*Required action 1*
In the text on Barcaldine, Muttaburra and Winton, rewrite the part that opens with the words containing "Possibly most famous" and closes with "French airman’s goggles.", swapping "goggles" for "helmet".
*Required action 2*
According to the text on Barcaldine, Muttaburra and Winton, who stumbled across the unusual looking rocks that led to the first recorded Muttaburrasaurus specimen?

*Document section*
== Segment start ==

A new type of object for me was a 1976 prize winning rich boiled fruit cake, preserved in its own purpose built glass dome and proudly on display at the Barcaldine and District Folk Museum. It was originally intended that the cake would last about five years under its dome, but thirty eight years on the cake is still going strong, although the temptation to sample its rich fruity goodness isn’t hard to fight.
Possibly most famous for its role in the 1891 shearer’s strike which ultimately led to the formation of the Australian Labor Party, Barcaldine has a rich agricultural and social history which is evident in the architecture and monuments about the town. Much of this history is eloquently told and on display at the Barcaldine and District Folk Museum. Aside from the fruit cake above and a wealth of social history items linked to the town, the museum also has an interesting collection of WWI material, including this pair of French airman’s goggles.
Also a central location in the 1891 shearer’s strike but now more famous for a major fossil find in the area in 1963, Muttaburra is a small town with a big history. When grazier Doug Langdon stumbled across some unusual looking rocks on his property, it led to the first recorded specimen of one of Australia’s prehistoric giants – Muttaburrasaurus langdoni – named for his discoverer. Affectionately known as ‘Mutt’ or ‘Dino’, the dinosaur is recreated in the park in the middle of town, and each year fossil enthusiasts visit the area in the hope of making the next big find. Muttaburra has more on offer than dinosaurs however, with the A.A. Cassimatis Store and Cottage and the Dr Arratta Hospital Museum capturing a snapshot of life in Muttaburra in a more prosperous time. The range of goods on display at the Cassimatis Store helps to reinforce how essential these general stores were to remote communities, stocking everything from farm and stock supplies to boiled lollies and over the counter medicines.
Dinosaurs were still on the menu in Winton, with a visit to the Australian Age of Dinosaurs. With a dedicated team of staff and volunteers constantly chipping away at fossil deposits, what’s on offer at the AAOD is continually evolving (unlike the dinosaurs themselves!). But as with Muttaburra, there’s so much more to Winton than dinosaurs. The heritage listed Corfield and Fitzmaurice Store not only has displays ranging from shearing to, yes, dinosaurs, but also offers a rare opportunity to see the virtually unaltered interior of an early 20th century general store, complete with manager’s office, clerk’s cubicle, and flying fox or cash railway for dispensing change.

== Segment end ==

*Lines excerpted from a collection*
== Segment start ==

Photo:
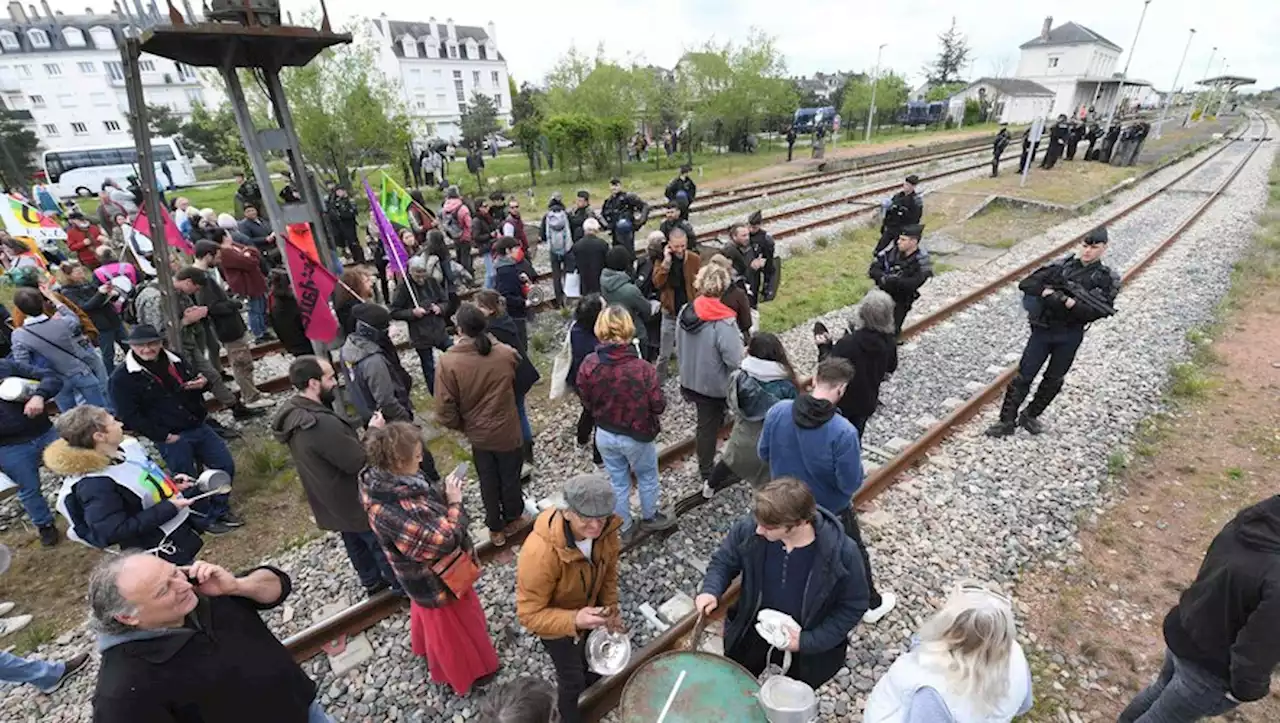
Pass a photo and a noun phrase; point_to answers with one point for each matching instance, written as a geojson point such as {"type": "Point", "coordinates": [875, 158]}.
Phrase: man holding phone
{"type": "Point", "coordinates": [567, 581]}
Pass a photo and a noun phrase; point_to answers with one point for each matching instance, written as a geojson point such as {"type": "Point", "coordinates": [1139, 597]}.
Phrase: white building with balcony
{"type": "Point", "coordinates": [67, 72]}
{"type": "Point", "coordinates": [1078, 65]}
{"type": "Point", "coordinates": [437, 68]}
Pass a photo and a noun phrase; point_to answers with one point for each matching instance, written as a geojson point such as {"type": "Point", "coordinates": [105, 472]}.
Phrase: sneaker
{"type": "Point", "coordinates": [231, 520]}
{"type": "Point", "coordinates": [888, 602]}
{"type": "Point", "coordinates": [631, 535]}
{"type": "Point", "coordinates": [49, 535]}
{"type": "Point", "coordinates": [658, 522]}
{"type": "Point", "coordinates": [9, 626]}
{"type": "Point", "coordinates": [1031, 424]}
{"type": "Point", "coordinates": [242, 412]}
{"type": "Point", "coordinates": [72, 667]}
{"type": "Point", "coordinates": [1000, 429]}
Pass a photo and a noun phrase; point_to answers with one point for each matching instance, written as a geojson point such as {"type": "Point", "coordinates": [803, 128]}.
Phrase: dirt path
{"type": "Point", "coordinates": [1217, 451]}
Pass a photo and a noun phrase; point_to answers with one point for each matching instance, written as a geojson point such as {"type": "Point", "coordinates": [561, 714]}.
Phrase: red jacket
{"type": "Point", "coordinates": [622, 392]}
{"type": "Point", "coordinates": [242, 269]}
{"type": "Point", "coordinates": [83, 242]}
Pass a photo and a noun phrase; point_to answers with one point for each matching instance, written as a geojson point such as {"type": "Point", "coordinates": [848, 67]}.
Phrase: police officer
{"type": "Point", "coordinates": [900, 270]}
{"type": "Point", "coordinates": [904, 209]}
{"type": "Point", "coordinates": [997, 149]}
{"type": "Point", "coordinates": [1061, 300]}
{"type": "Point", "coordinates": [682, 186]}
{"type": "Point", "coordinates": [624, 213]}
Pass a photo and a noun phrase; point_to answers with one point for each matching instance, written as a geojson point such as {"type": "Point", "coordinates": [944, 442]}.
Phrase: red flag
{"type": "Point", "coordinates": [170, 230]}
{"type": "Point", "coordinates": [312, 286]}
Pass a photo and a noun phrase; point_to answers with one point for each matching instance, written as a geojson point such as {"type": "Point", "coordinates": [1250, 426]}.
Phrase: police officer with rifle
{"type": "Point", "coordinates": [1061, 300]}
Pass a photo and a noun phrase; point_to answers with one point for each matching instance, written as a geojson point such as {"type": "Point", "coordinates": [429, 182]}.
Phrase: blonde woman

== Segment end ==

*Written response 1*
Possibly most famous for its role in the 1891 shearer’s strike which ultimately led to the formation of the Australian Labor Party, Barcaldine has a rich agricultural and social history which is evident in the architecture and monuments about the town. Much of this history is eloquently told and on display at the Barcaldine and District Folk Museum. Aside from the fruit cake above and a wealth of social history items linked to the town, the museum also has an interesting collection of WWI material, including this pair of French airman’s helmet.

*Written response 2*
Grazier Doug Langdon, on his property.